» **What is expected**: The lines below starting at the line containing "Target: plastic bag" and ending at the line containing "formatted like (37,133)" are to be repeated exactly, with both ends kept and nothing else added.

═════ Records for processing

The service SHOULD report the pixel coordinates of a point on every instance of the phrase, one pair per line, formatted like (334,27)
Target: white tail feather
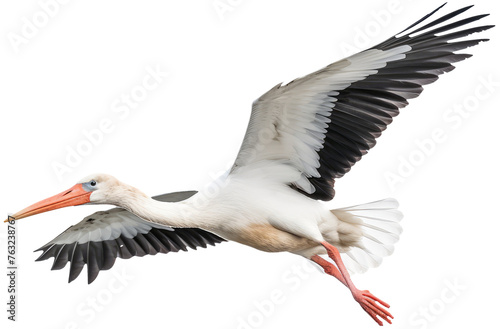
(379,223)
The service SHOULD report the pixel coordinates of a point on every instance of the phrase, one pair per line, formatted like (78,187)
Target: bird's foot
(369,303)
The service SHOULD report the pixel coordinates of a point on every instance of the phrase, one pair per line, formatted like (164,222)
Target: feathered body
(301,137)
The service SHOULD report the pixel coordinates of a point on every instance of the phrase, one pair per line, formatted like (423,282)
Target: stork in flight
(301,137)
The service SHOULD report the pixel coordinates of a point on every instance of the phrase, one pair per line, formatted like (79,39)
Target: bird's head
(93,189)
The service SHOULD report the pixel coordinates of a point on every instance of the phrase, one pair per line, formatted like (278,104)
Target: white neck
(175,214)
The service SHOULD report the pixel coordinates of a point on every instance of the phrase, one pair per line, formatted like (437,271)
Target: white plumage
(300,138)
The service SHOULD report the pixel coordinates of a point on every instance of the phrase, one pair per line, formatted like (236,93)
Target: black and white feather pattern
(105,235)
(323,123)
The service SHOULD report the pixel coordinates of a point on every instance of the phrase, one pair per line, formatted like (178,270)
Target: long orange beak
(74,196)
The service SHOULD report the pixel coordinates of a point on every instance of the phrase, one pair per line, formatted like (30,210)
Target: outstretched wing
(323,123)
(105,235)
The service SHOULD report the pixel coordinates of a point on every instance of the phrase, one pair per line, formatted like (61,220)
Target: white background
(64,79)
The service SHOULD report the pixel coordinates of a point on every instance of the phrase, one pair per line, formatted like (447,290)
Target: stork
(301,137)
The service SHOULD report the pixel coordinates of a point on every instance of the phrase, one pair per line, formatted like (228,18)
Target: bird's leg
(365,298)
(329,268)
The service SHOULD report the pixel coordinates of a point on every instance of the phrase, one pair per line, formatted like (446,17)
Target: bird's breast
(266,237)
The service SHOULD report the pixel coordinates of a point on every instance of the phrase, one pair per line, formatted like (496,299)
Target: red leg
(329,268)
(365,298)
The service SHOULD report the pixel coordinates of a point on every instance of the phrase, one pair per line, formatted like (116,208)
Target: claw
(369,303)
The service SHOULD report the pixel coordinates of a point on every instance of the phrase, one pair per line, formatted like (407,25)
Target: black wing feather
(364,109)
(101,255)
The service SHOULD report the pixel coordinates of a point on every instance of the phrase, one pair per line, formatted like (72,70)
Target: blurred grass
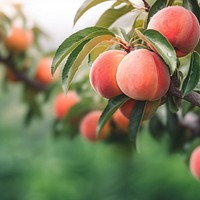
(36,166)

══════════
═════ Records for processing

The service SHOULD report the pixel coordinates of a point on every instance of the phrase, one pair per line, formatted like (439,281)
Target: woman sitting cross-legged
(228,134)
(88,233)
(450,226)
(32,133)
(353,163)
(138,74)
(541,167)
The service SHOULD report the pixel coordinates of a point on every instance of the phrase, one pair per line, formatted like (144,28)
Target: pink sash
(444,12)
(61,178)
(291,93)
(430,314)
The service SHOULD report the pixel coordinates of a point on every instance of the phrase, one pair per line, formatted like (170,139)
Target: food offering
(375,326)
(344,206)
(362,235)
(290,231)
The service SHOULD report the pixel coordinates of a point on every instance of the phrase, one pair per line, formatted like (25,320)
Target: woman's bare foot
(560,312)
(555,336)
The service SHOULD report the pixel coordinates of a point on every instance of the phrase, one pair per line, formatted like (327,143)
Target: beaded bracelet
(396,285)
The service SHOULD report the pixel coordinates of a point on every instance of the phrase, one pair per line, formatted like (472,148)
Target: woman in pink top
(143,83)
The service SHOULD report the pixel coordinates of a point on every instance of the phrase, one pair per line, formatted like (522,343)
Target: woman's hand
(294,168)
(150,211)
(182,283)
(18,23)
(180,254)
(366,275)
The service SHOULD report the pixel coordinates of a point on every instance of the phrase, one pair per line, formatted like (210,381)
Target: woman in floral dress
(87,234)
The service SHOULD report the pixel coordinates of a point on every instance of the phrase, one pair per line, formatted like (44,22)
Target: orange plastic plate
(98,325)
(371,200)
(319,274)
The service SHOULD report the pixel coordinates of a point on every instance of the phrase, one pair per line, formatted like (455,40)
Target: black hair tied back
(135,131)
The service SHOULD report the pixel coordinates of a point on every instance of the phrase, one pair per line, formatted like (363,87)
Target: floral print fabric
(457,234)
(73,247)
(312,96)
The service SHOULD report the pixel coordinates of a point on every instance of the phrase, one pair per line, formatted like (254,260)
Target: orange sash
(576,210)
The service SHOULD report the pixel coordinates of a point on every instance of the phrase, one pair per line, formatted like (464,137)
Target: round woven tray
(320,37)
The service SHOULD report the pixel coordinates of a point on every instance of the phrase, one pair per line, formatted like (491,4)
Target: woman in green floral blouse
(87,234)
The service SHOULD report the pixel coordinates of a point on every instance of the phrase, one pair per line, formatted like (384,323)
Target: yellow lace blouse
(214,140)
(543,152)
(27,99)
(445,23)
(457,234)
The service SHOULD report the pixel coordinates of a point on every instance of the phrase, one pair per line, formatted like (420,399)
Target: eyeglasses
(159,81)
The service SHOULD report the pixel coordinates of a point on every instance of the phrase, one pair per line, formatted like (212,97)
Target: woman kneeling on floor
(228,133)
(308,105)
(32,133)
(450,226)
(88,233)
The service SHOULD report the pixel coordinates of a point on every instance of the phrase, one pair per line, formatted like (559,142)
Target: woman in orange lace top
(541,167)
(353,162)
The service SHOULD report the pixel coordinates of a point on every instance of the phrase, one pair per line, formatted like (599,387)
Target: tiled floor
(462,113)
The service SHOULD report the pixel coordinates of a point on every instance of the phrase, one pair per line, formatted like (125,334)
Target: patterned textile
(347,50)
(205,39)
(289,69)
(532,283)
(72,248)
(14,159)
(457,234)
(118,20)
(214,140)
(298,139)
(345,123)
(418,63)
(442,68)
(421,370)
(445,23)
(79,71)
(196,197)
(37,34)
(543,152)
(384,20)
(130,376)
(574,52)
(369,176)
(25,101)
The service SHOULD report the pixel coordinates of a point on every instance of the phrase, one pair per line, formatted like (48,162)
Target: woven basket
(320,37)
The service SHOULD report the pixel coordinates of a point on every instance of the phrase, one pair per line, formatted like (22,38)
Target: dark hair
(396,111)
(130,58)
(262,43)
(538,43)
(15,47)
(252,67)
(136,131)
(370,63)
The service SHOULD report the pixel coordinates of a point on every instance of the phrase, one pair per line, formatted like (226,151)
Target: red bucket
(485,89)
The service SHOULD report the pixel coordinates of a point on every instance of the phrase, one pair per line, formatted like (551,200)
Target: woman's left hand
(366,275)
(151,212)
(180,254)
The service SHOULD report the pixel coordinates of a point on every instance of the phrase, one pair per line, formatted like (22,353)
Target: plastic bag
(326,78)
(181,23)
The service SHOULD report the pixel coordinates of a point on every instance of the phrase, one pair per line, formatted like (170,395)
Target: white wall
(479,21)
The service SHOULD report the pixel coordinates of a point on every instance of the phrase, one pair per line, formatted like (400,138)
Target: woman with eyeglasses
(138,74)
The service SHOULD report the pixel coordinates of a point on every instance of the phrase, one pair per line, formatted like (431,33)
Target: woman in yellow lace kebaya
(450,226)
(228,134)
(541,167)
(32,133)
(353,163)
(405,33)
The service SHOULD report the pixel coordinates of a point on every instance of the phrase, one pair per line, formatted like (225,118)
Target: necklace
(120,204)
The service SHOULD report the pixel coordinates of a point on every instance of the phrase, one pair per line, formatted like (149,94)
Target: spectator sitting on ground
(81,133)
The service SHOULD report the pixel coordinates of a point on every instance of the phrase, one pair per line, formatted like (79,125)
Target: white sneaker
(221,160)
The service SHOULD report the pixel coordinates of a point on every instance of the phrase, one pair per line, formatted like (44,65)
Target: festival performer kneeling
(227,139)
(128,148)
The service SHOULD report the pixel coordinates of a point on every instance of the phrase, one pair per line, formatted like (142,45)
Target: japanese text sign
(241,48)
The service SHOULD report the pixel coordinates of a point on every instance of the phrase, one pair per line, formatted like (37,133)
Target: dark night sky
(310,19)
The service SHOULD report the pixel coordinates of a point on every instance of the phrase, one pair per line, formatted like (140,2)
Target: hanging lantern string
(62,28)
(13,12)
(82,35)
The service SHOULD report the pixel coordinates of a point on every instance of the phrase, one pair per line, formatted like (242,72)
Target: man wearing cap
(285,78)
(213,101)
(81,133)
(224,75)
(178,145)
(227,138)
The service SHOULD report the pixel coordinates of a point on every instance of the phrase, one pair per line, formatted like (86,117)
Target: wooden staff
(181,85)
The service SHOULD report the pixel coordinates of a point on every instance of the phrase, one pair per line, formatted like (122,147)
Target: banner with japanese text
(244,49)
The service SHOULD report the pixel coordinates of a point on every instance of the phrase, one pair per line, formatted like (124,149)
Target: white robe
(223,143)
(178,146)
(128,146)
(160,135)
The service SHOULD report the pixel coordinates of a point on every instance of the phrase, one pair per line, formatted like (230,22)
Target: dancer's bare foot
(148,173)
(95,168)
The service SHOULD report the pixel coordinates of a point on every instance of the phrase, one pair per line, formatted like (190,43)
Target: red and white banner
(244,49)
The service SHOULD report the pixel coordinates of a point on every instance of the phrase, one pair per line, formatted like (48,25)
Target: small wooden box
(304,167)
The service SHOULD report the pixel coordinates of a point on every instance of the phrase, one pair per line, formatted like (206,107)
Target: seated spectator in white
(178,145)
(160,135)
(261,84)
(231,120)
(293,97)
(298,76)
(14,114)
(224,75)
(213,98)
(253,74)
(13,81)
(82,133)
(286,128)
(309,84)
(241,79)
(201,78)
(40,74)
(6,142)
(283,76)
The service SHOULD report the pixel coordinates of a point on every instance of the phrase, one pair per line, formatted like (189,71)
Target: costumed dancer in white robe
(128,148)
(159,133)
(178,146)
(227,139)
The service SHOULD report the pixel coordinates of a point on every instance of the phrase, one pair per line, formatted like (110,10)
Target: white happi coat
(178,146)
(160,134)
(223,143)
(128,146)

══════════
═════ Records for processing

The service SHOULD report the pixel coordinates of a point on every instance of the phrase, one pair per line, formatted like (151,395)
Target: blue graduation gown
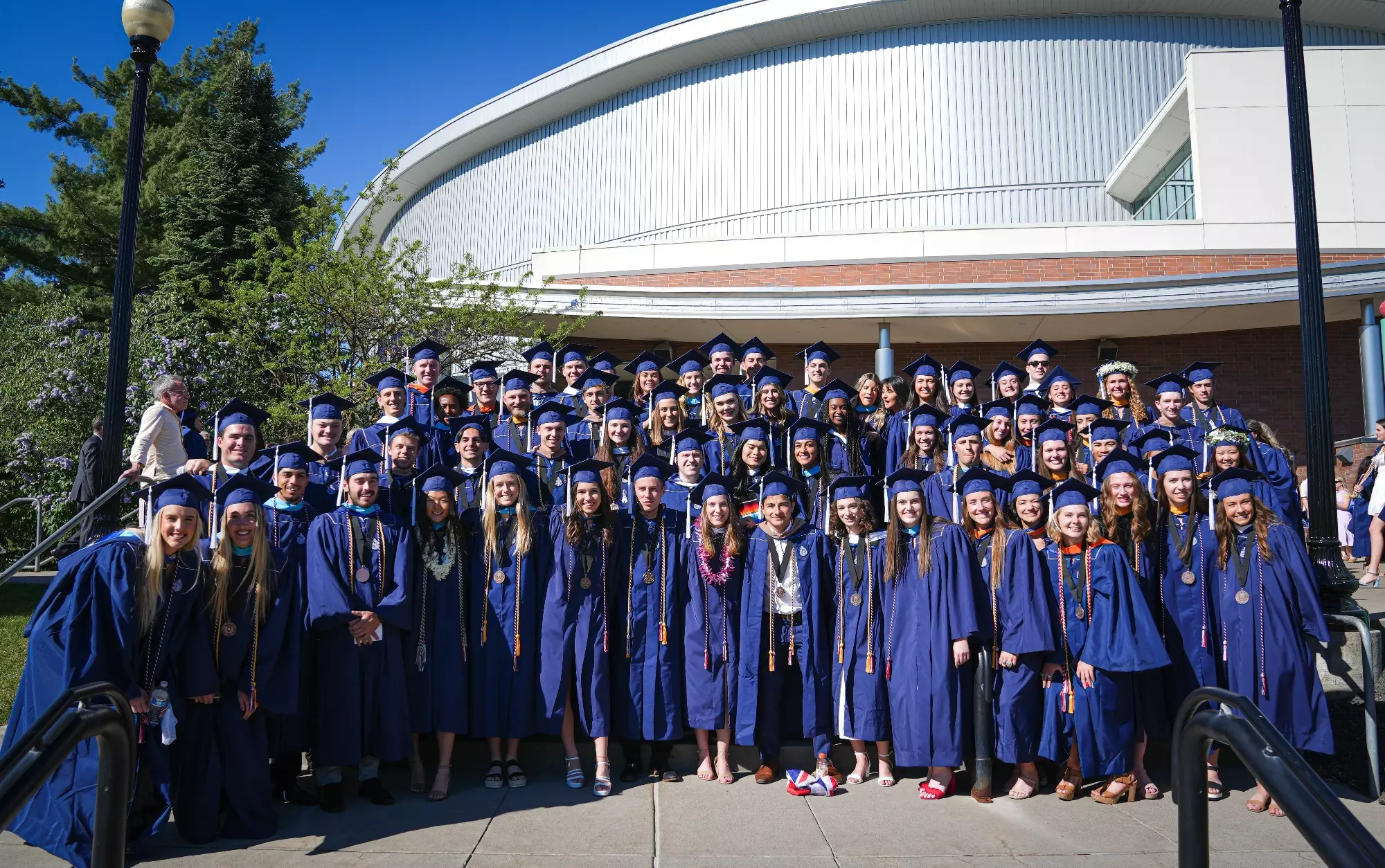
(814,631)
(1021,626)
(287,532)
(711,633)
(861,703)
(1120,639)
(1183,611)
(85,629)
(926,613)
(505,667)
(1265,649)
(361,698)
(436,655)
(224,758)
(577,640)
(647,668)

══════════

» **Response**:
Target: plastic bag
(326,78)
(181,23)
The service SHOULD report the pixel coordinates of a point on every instance of the phrase, one pair per line, formatted like (170,395)
Target: white wall
(479,21)
The service SHOULD report the pixel coordinates of a point on every instance of the phrase, one pair per line, formatted like (400,138)
Target: woman with eyeglasses
(138,74)
The service SHOULD report the pixel coordinates of a point on every instance of the phrase, one pair per line, formatted like (431,33)
Target: woman in yellow lace kebaya
(450,226)
(228,134)
(541,167)
(32,133)
(353,163)
(405,33)
The service SHOULD report the pixel coordinates of a point on every instance of the phrase, one pair per line, formatted like (225,118)
Target: necklace
(120,204)
The service SHOULD report the pixel coordinates of a point on every instance of the phrase, one pair per line, formatted like (149,94)
Target: spectator sitting on ground
(81,133)
The service SHOULD report the pixel coordinates of a point on every instance of the phrase, one pair per line, formatted like (79,125)
Target: white sneaker
(221,160)
The service SHOULD report the pixel coordinates of a point on every instance of the phrase, one pair per line, formatted like (44,65)
Target: festival performer kneeling
(227,139)
(128,148)
The service SHOULD report the pixel coordinates of a point on every instance of the phrase, one pair per line, formatted like (142,45)
Target: japanese text sign
(241,48)
The service SHOULD report the pixel coordinates of a point on every instance of the phrase, one pair per line, formatted like (37,133)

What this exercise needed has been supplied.